##### MATERIAL PROVIDED #####

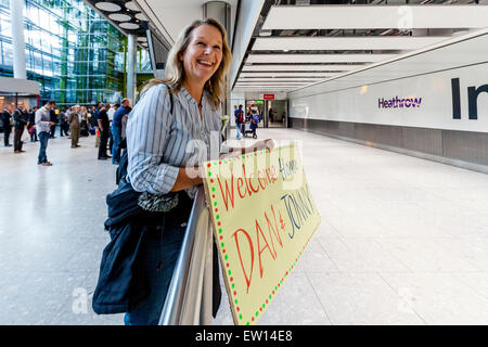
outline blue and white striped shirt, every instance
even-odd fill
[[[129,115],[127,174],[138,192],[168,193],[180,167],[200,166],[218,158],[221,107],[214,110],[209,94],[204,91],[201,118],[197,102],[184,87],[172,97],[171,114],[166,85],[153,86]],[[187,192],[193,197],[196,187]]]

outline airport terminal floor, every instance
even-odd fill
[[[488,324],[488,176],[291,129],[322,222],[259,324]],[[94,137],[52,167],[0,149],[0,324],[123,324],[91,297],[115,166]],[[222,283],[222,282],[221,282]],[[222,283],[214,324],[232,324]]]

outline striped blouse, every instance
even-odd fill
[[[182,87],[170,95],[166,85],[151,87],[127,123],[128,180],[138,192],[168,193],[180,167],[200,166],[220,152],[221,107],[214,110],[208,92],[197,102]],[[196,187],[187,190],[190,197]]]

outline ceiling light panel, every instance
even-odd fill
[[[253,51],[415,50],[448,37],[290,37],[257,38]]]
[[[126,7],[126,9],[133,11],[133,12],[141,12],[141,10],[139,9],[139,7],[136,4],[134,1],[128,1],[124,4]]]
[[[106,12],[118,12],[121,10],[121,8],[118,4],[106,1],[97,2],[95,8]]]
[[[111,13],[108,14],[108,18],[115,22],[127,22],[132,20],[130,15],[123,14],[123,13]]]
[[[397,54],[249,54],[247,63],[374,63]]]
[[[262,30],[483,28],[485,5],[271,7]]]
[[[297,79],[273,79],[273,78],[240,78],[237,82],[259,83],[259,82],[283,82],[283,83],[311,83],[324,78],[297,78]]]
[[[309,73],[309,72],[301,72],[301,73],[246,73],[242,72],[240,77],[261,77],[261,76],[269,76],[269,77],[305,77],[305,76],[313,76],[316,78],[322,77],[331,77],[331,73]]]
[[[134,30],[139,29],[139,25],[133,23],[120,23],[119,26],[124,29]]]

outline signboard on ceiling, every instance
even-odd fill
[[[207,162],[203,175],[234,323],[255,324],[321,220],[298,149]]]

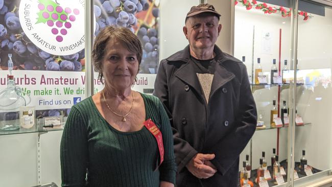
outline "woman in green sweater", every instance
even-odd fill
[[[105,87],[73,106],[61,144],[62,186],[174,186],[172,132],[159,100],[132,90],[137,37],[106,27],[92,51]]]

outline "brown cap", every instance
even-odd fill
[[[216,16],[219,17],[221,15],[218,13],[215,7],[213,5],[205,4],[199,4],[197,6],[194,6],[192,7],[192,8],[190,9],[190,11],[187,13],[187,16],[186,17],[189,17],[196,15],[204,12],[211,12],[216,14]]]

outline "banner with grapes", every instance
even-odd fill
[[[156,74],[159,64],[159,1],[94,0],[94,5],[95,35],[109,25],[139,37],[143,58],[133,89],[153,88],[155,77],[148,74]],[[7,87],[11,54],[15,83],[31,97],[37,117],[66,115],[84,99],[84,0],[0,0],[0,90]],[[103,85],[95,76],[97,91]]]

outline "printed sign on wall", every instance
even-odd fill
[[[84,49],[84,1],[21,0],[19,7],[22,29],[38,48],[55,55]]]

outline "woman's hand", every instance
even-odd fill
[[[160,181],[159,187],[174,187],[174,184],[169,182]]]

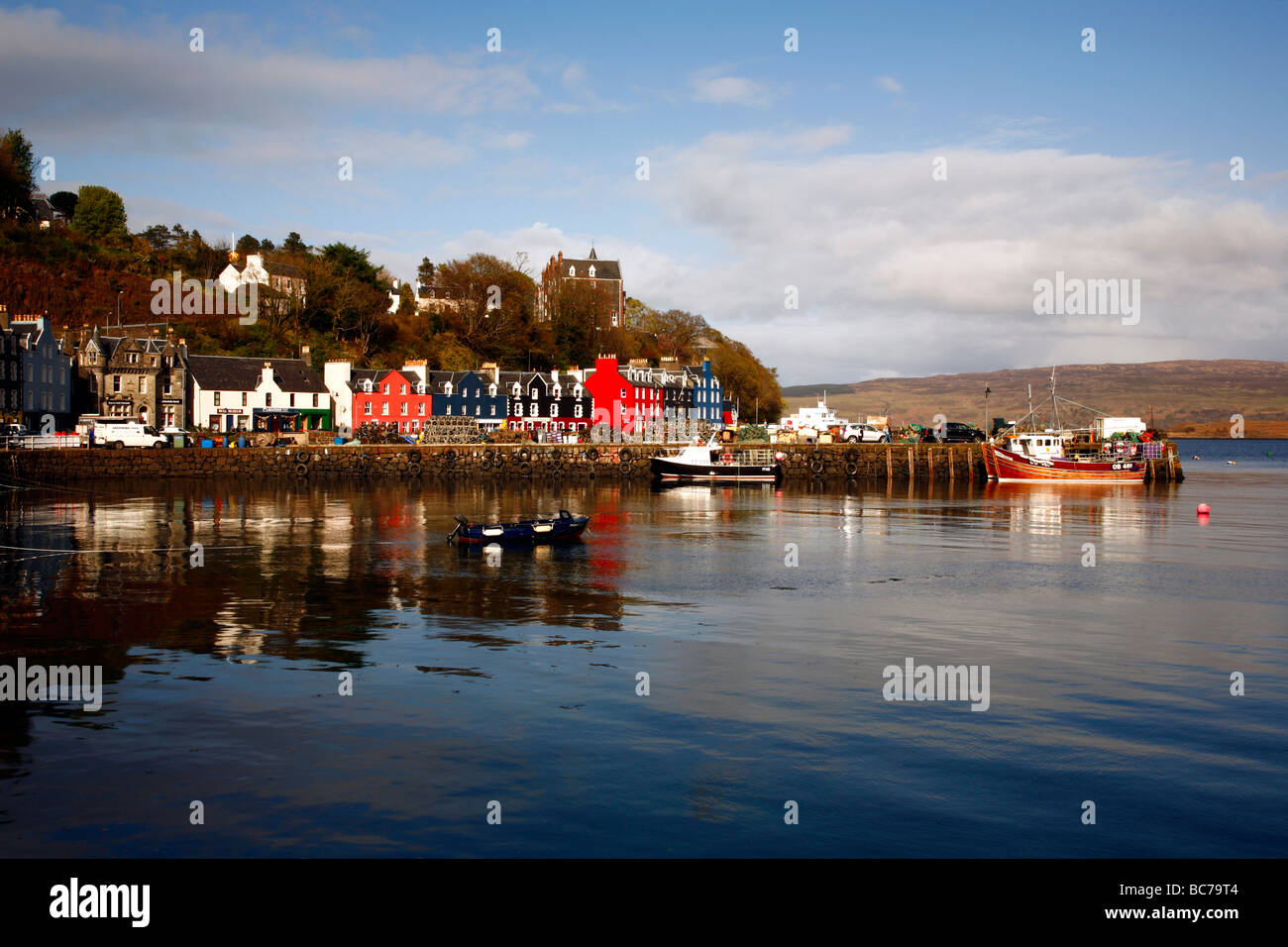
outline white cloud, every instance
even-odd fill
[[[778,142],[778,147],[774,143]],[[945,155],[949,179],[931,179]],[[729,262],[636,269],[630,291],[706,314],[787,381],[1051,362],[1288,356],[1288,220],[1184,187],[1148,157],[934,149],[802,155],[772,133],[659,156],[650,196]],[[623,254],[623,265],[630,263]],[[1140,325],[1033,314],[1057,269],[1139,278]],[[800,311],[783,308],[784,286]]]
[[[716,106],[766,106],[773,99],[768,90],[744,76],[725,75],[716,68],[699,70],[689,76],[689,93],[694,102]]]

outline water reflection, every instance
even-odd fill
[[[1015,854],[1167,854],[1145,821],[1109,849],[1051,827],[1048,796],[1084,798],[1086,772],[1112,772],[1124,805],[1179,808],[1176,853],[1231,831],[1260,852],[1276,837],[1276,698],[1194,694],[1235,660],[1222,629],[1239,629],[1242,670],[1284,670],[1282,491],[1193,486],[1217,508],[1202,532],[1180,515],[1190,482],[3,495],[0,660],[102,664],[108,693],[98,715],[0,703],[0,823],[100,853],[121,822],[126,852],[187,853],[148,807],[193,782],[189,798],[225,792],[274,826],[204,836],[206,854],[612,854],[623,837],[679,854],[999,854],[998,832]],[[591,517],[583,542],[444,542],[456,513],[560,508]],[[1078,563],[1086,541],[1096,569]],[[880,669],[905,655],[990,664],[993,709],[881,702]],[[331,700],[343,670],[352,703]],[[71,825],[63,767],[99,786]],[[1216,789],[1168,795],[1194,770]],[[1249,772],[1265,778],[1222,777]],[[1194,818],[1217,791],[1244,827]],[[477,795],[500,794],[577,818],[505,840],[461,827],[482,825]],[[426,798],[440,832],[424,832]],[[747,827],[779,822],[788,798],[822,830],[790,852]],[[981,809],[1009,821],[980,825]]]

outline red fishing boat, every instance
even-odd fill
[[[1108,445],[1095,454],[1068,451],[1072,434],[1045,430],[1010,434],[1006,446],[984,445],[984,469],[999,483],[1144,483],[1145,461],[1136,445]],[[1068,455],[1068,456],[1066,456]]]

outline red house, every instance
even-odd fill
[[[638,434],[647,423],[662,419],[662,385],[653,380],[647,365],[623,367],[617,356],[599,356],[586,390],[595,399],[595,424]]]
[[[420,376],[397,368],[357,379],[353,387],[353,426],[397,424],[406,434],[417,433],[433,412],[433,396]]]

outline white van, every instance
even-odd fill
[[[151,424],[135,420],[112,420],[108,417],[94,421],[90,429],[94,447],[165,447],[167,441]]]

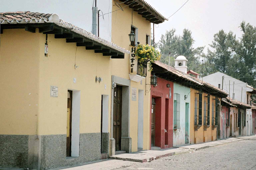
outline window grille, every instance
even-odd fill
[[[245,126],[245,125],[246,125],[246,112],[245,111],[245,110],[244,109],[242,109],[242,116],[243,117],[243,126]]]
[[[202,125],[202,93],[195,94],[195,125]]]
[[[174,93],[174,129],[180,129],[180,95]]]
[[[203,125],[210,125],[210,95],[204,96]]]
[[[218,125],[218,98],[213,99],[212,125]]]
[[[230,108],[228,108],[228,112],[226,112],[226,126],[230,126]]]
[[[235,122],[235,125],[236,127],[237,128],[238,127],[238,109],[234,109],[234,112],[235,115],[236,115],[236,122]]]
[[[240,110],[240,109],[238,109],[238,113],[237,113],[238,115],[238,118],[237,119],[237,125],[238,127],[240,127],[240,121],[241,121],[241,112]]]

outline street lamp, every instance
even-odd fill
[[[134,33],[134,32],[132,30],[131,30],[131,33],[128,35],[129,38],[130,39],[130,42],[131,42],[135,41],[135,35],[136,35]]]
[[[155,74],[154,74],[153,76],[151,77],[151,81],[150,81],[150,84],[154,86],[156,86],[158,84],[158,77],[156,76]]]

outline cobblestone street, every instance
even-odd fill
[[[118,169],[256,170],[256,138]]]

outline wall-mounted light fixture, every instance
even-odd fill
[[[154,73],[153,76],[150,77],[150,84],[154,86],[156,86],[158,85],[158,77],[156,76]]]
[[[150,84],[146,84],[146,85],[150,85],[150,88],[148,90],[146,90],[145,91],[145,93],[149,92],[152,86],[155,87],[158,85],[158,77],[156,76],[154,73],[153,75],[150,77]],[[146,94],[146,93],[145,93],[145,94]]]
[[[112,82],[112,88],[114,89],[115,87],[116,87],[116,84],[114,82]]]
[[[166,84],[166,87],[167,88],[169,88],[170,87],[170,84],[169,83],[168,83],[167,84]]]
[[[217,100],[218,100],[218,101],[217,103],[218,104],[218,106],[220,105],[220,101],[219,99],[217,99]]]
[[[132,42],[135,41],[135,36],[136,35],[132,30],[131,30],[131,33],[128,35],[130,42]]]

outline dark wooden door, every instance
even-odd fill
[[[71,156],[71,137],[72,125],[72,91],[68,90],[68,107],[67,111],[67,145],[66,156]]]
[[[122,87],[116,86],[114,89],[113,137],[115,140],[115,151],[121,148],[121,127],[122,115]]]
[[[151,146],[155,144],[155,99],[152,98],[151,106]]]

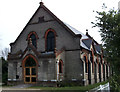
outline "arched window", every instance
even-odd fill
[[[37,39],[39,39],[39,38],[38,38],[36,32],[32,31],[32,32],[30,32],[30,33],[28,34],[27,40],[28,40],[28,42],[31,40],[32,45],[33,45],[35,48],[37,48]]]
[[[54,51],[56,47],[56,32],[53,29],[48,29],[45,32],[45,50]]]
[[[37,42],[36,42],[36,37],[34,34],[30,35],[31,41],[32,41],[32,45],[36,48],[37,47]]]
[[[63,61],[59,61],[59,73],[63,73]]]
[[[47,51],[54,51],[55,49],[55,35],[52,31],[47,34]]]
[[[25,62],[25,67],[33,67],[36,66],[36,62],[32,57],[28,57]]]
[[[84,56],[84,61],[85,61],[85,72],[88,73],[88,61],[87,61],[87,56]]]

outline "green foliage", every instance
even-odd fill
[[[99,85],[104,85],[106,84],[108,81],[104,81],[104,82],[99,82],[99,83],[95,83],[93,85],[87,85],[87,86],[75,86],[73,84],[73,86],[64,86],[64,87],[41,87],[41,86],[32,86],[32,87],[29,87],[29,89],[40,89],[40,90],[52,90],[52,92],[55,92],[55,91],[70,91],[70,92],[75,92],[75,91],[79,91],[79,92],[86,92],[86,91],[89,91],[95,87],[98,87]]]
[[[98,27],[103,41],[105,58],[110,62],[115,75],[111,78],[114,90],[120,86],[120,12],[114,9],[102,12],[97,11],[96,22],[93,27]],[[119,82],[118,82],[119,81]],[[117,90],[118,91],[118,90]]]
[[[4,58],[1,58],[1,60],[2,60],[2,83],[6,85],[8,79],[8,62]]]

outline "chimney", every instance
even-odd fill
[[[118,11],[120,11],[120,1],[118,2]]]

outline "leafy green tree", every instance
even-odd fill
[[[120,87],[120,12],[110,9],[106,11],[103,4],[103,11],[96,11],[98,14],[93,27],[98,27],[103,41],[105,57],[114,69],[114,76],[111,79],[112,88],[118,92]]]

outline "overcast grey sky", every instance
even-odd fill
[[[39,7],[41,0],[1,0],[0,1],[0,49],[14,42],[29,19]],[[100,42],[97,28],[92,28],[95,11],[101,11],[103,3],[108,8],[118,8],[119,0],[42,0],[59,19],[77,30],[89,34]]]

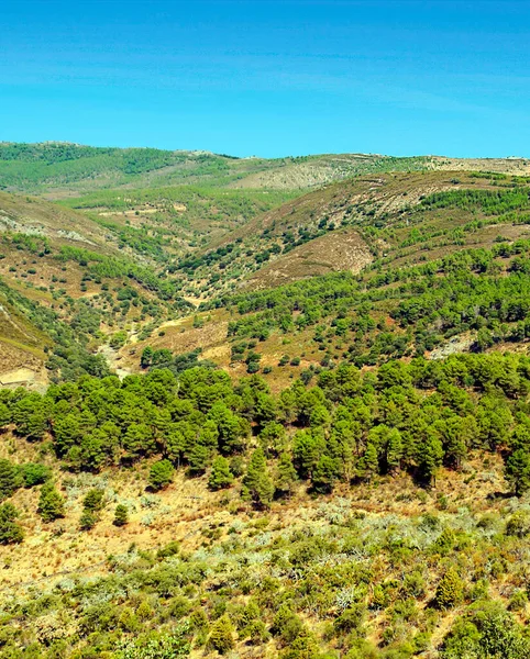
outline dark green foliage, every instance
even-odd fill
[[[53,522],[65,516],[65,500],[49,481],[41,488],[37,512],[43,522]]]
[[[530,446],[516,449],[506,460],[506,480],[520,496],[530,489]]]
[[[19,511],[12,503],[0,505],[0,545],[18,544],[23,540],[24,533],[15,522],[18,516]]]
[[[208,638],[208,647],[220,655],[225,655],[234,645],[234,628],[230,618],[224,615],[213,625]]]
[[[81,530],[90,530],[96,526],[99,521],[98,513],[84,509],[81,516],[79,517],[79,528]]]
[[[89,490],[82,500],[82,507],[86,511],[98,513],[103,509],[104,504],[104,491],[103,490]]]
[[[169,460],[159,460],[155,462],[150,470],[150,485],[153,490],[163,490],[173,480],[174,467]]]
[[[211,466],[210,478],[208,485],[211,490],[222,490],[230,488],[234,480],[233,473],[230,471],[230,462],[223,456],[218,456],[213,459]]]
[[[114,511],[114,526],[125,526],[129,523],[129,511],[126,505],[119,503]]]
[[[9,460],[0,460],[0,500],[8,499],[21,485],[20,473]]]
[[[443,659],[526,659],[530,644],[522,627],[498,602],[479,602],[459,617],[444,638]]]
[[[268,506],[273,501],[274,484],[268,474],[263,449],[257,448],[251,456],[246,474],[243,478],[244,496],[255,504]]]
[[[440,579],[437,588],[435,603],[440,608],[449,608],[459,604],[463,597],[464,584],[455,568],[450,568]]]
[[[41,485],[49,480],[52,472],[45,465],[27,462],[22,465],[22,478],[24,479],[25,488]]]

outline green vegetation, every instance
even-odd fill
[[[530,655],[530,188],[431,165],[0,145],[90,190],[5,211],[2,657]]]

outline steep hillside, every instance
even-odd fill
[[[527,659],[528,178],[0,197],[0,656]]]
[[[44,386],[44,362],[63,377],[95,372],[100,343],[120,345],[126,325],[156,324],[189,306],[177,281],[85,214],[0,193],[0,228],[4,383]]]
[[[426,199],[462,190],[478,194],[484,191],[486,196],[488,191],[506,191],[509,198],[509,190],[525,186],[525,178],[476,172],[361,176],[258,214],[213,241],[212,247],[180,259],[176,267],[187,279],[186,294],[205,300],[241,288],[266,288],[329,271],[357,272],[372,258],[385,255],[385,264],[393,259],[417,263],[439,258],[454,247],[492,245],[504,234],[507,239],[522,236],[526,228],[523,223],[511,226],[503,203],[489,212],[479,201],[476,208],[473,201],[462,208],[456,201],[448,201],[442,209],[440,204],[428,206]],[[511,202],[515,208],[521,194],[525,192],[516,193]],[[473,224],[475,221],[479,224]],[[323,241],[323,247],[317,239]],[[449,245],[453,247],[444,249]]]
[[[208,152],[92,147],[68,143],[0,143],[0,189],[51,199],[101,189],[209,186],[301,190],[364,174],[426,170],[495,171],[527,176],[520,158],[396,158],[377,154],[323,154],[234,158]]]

#####

Determine how many lines in the entries above contain the string "light". Reply with the number alone.

SOLUTION -> 2